# [TO BE DONE]
Pick out each line in the dataset records below that contains the word "umpire", and copy those lines.

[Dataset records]
________

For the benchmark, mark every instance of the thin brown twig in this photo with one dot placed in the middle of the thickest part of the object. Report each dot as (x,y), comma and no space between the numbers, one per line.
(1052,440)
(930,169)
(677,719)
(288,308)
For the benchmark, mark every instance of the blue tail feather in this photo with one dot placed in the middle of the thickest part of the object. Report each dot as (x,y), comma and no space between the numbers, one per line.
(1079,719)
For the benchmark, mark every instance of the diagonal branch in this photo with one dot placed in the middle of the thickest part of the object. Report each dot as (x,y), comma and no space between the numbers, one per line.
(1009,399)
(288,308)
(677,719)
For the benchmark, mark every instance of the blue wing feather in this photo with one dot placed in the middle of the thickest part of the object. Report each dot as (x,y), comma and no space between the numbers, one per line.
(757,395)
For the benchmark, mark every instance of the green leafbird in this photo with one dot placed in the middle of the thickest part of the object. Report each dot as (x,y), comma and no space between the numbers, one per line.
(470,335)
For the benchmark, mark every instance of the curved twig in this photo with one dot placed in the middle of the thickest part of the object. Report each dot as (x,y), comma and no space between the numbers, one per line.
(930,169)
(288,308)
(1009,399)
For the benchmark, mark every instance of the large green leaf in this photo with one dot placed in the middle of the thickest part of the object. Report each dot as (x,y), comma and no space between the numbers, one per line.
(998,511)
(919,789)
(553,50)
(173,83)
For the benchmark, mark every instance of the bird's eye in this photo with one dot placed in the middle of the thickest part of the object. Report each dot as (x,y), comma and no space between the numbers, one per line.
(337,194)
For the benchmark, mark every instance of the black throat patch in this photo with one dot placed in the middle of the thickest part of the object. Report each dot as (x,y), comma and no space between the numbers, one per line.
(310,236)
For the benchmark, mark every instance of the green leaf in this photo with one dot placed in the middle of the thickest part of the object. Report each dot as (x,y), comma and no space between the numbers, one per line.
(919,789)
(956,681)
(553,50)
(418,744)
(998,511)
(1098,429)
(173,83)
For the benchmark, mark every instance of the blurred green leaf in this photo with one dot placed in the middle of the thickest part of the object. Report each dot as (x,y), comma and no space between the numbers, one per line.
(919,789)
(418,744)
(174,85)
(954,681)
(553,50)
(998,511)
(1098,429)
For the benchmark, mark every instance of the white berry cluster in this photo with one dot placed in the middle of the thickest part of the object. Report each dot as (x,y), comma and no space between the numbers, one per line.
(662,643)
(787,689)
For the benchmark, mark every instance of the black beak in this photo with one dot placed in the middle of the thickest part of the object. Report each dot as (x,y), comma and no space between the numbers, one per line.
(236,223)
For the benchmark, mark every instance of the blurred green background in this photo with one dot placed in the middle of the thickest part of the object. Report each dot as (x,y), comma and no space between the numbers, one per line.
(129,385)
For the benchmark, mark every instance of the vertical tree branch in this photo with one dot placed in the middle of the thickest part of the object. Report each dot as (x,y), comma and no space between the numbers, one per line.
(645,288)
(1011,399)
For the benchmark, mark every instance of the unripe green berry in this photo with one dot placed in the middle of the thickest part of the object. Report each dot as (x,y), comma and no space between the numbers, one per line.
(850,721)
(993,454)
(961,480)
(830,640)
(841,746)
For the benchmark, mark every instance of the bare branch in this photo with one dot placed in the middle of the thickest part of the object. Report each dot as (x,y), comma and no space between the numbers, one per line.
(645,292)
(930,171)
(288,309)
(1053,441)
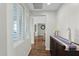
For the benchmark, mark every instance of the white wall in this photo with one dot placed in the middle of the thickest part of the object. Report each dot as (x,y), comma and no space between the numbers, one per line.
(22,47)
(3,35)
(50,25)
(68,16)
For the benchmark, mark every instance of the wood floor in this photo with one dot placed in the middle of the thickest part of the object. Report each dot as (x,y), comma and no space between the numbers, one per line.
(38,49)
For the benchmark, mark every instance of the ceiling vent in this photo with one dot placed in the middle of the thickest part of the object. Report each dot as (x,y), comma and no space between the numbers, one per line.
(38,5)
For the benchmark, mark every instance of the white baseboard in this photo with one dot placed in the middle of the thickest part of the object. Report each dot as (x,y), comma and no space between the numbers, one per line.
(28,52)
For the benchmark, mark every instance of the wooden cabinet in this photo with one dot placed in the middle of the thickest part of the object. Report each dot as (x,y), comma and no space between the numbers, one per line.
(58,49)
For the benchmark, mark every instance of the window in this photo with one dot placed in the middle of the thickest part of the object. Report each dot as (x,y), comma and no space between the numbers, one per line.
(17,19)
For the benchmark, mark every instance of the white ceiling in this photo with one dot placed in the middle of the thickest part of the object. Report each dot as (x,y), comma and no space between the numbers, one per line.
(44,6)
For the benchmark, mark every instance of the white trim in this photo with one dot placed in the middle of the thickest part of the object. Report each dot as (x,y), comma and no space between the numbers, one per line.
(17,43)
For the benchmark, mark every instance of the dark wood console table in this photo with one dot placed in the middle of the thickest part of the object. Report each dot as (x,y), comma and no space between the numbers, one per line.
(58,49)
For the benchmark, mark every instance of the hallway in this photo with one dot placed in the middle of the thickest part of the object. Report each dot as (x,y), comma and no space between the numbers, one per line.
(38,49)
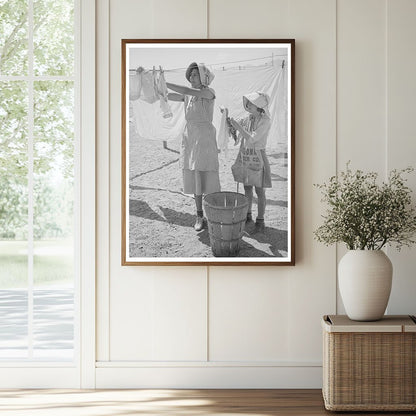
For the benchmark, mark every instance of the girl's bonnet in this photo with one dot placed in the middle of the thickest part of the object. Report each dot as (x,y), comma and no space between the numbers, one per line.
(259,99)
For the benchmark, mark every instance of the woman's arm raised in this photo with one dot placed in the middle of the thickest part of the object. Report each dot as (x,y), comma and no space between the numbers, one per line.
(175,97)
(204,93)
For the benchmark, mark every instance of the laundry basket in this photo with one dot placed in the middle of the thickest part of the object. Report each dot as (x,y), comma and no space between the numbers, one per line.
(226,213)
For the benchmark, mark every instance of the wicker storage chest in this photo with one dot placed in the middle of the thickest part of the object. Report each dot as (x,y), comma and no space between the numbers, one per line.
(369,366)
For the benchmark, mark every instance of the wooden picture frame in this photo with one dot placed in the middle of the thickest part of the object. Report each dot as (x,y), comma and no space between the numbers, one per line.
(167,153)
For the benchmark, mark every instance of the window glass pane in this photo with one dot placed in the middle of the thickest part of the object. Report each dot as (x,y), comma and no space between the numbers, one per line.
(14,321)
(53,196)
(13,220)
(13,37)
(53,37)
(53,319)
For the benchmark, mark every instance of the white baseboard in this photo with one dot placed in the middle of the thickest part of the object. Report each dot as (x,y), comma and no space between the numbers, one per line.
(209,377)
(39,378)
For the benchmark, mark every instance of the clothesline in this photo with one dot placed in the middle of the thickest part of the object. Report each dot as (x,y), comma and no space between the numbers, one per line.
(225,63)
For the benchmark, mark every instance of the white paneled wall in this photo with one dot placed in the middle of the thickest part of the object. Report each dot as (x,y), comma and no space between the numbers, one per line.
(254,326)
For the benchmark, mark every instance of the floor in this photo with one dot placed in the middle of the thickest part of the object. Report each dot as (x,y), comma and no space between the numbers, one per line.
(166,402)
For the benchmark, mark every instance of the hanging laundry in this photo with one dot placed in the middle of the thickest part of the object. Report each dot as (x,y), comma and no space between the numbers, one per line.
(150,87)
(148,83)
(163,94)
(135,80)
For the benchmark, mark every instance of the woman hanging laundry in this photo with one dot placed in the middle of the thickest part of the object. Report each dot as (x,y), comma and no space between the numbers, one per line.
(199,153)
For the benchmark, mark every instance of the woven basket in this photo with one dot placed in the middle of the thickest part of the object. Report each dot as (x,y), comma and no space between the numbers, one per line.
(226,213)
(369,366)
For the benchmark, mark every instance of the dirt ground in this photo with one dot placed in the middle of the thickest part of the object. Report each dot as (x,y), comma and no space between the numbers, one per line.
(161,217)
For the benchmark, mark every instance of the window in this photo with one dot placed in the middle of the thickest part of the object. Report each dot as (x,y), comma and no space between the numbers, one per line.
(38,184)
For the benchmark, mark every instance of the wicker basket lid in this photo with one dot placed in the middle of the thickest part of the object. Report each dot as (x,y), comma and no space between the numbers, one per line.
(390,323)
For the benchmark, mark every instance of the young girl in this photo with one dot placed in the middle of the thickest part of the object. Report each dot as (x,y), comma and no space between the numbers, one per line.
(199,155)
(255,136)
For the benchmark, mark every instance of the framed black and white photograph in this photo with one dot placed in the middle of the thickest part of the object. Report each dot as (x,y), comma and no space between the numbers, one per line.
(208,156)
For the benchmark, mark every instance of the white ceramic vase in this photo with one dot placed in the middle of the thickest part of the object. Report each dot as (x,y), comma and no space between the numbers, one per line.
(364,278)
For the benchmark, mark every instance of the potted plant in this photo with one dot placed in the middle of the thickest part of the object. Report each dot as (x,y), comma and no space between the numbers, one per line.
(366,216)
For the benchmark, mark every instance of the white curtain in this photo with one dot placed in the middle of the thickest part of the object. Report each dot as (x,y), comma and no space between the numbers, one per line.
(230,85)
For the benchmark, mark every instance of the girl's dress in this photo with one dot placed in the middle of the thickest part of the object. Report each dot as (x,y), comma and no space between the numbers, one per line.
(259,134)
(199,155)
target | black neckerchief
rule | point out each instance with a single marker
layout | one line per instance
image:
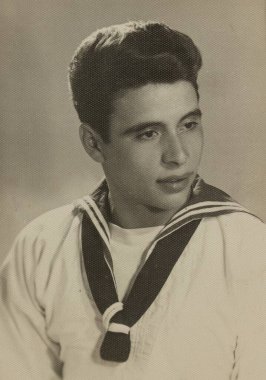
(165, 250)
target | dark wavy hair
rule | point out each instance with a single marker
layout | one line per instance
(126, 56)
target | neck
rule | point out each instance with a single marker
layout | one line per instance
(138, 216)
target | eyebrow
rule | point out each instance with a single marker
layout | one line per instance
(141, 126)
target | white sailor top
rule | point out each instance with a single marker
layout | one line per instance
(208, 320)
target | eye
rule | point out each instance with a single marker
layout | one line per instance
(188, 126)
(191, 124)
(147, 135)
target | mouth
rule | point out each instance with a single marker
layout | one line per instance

________

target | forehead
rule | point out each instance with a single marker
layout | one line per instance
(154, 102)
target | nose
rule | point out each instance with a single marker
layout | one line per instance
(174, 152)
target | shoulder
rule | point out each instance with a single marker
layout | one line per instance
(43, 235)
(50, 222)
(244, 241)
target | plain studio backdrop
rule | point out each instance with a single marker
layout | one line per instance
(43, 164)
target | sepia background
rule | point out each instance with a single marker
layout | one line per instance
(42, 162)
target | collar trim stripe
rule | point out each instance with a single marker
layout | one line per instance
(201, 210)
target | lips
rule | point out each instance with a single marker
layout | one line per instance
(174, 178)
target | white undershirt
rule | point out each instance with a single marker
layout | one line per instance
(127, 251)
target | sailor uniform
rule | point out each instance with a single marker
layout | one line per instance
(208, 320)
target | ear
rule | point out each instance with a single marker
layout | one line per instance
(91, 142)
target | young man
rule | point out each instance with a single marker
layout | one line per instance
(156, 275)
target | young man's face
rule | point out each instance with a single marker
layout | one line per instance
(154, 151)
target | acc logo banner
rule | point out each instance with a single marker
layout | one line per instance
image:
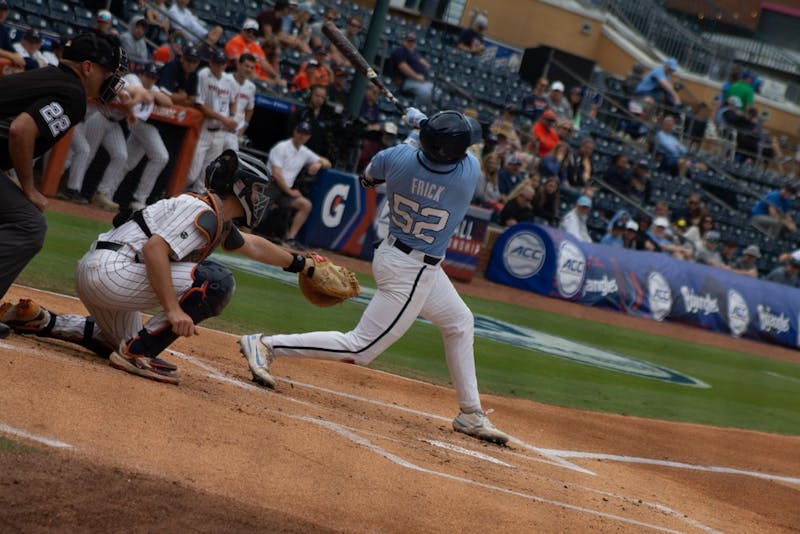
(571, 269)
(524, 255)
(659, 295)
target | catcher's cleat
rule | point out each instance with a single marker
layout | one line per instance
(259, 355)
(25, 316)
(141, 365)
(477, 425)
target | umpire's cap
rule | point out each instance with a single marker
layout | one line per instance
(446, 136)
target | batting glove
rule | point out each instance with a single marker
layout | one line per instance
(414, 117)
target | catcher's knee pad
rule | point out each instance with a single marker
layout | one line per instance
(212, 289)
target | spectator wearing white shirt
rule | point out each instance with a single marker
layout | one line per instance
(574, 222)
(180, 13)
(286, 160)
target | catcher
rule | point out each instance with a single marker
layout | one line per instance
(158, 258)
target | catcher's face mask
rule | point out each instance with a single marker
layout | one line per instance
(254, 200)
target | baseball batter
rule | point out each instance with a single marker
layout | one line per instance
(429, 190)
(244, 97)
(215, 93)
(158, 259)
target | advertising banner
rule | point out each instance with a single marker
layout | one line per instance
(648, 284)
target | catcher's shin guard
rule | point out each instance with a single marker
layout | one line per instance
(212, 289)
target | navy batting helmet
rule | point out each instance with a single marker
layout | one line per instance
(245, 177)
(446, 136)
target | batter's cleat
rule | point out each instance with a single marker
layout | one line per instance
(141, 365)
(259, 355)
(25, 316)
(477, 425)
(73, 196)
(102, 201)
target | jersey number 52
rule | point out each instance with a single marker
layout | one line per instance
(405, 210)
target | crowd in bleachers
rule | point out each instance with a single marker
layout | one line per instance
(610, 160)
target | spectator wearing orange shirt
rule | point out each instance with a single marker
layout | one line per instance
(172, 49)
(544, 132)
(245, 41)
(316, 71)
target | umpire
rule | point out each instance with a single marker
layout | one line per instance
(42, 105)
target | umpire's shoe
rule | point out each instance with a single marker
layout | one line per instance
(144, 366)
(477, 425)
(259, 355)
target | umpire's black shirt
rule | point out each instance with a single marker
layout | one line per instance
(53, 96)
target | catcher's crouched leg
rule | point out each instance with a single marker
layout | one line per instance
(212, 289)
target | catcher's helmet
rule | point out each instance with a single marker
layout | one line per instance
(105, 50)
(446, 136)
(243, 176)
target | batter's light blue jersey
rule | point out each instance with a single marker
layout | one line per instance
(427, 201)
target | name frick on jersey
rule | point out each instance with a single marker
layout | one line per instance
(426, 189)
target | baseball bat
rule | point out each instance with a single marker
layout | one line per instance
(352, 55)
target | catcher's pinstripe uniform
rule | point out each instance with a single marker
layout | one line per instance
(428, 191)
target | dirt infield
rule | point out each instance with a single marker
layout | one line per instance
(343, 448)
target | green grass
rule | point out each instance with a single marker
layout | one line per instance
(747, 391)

________

# [WRITTEN RESPONSE]
target | umpire's cap
target | umpire
target | umpire's shoe
target | umpire's black shirt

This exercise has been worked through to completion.